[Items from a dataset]
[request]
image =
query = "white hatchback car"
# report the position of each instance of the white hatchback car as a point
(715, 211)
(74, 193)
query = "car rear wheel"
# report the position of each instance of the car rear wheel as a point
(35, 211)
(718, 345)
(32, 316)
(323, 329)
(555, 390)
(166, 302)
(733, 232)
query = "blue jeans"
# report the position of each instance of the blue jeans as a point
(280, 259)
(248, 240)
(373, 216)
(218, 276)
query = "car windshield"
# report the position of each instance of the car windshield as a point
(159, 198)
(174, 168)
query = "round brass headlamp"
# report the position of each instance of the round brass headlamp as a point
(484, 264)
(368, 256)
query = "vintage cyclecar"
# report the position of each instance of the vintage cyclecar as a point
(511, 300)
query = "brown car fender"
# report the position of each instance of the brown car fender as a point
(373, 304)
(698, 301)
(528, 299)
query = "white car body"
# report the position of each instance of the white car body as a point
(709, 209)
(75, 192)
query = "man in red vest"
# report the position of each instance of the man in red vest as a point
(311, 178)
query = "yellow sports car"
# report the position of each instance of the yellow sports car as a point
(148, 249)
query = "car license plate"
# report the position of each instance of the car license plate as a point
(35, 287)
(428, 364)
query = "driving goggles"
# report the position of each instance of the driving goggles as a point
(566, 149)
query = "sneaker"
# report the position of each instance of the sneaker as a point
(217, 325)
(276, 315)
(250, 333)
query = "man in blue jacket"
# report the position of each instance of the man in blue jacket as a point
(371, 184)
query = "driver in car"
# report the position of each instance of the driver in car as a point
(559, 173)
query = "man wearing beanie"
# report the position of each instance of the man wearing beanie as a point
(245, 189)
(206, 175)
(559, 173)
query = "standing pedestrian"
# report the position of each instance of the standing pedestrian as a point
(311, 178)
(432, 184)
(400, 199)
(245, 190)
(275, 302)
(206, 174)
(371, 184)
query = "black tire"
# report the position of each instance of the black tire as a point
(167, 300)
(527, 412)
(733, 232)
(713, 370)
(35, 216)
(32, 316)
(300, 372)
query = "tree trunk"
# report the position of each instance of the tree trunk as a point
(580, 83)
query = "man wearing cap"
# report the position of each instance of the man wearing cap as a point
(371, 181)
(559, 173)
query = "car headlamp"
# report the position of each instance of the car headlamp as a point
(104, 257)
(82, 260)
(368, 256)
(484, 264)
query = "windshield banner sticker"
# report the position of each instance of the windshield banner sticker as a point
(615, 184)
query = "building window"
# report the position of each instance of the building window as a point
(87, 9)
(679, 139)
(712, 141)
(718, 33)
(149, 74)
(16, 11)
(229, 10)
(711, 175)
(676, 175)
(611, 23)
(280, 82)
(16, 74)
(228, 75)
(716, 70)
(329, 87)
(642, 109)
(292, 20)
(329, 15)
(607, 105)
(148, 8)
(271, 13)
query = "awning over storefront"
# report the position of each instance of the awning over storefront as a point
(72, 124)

Required work:
Begin with the line that contains "# report the position of each instance of the awning" and set down each line exactly until the records above end, including the final line.

Your response:
# report the position of each instance of the awning over storefront as a point
(72, 124)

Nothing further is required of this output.